**Task brief:**
When copying the entries below, leave out every picture and keep the rest exact.

##### Material for this exercise

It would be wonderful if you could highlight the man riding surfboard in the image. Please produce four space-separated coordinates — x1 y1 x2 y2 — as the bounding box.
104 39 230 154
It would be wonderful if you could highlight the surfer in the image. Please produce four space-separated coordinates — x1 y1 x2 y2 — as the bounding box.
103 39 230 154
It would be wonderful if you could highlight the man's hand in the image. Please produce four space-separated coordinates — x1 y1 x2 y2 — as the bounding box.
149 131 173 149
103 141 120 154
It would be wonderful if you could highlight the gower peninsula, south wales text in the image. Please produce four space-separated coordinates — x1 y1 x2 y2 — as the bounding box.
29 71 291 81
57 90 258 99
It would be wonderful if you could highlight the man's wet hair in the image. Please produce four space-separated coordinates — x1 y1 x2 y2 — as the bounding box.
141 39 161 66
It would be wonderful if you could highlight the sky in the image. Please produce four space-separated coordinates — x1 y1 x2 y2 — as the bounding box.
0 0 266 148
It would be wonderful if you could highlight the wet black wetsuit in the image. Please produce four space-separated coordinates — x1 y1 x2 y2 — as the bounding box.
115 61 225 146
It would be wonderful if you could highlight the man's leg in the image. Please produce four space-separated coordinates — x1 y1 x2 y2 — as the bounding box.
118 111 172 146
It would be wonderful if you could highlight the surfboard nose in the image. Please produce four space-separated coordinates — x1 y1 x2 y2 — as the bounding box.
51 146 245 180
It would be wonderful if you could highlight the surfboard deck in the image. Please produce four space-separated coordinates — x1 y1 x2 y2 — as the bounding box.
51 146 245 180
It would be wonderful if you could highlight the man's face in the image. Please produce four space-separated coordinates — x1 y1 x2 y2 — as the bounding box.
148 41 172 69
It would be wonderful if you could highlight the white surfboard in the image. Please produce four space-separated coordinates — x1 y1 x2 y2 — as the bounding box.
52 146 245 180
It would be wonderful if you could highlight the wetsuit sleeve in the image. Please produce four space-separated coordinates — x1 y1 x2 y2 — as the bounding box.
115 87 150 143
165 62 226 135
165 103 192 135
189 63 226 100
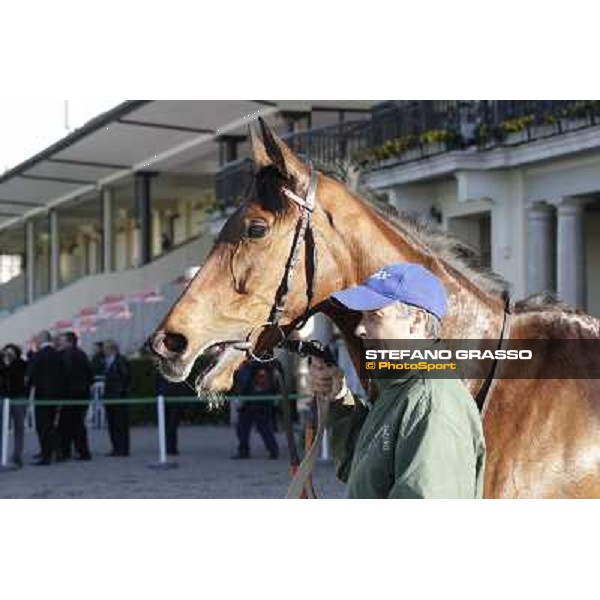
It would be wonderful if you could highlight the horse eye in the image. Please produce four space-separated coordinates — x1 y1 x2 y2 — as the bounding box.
247 221 268 239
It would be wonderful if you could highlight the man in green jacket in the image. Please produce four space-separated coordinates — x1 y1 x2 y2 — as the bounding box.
310 263 486 499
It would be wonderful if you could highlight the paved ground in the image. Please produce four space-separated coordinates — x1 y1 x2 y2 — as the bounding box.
0 425 346 499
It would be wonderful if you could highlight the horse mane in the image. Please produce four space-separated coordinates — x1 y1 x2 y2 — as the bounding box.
260 162 587 319
308 161 590 320
359 194 592 317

##########

**Response area:**
It would be wonderful if you could highlight the man riding surfboard in the image. Please produce four space-separated coordinates — x1 y1 x2 y2 — as the bounding box.
104 39 230 154
It would be wonderful if you could highlight the surfer in the image. Please produce four space-separated coordinates — x1 y1 x2 y2 — as the bounding box.
103 39 230 154
It would be wonderful if you could highlight the man's hand in the image. Please produce four space-separated coordinates — x1 y1 x2 y2 — as the bounding box.
149 131 173 149
103 141 120 154
It would be wonderful if you could highlight the gower peninsula, south wales text in the image. Please produce four space-separated coordinates — x1 y1 x2 y2 — as the bounding box.
29 71 291 81
57 90 258 99
It would be wonderful if you could highlight the man's wet hair in the image. Please produce four space-separated coordinates — x1 y1 x2 y2 — as the bounding box.
141 39 161 66
It would be wonderful if you could highlight the sky in the image. Please produce four space-separated coordinates — x1 y1 x2 y2 — as the bounding box.
0 0 266 148
It would be wonderful if you could highlight the wet black wetsuit in the image. Please produce four space-separated coordinates — x1 y1 x2 y2 — as the bounding box.
115 61 225 146
It would be wonderful if you could highlight the man's leg in the image. Please produce four space-separated coordinates — x1 y1 x2 y2 — as the bounding box.
118 111 172 146
It would be wonderful if you could highlight the surfboard nose in the image. Please produce four space-separated coordinates — x1 y1 x2 y2 — as the bounding box.
51 146 245 180
It would be wonderful if you could highlight the surfboard deck in the image. Please produce four space-separated coordinates — x1 y1 x2 y2 — as the bounding box.
51 146 245 180
It would be wonderful if you could highlight the man's face in the image. Please produce four space-separated coordinates — x1 y1 x2 y2 — as the bounding box.
148 41 172 69
It would be wonderful if you could highlight the white surfboard in the image. Please produce four space-separated coordinates — x1 y1 x2 y2 — as the bounding box.
52 146 245 180
It would be wonderful if you could highlight the wetsuit sleeve in the image. Please produce four space-separated coordinates — x1 y1 x2 y2 — as the bounding box.
115 87 150 143
165 62 226 135
165 103 192 135
189 63 226 100
It would be wonderful if you could highlight the horse eye in the image. Please produce four space-separated coordinates — x1 y1 x2 y2 — as the bounding box.
247 221 268 239
It would be wonderful if you could highlight the man in green jacket in the image. Please produce four space-separated coordinates — x1 y1 x2 y2 — as the bounding box.
310 263 486 499
It would be wonderful if you could highlight the paved ground in the image. Please produce four space-separated coordinates — x1 y1 x2 y2 — as the bounding box.
0 425 346 499
It would be wonderful if you could highlight the horse mane in the image. Please produce four space-separated coordinates — x1 y1 x2 y2 — as the bounding box.
260 162 587 319
308 161 590 320
359 194 592 317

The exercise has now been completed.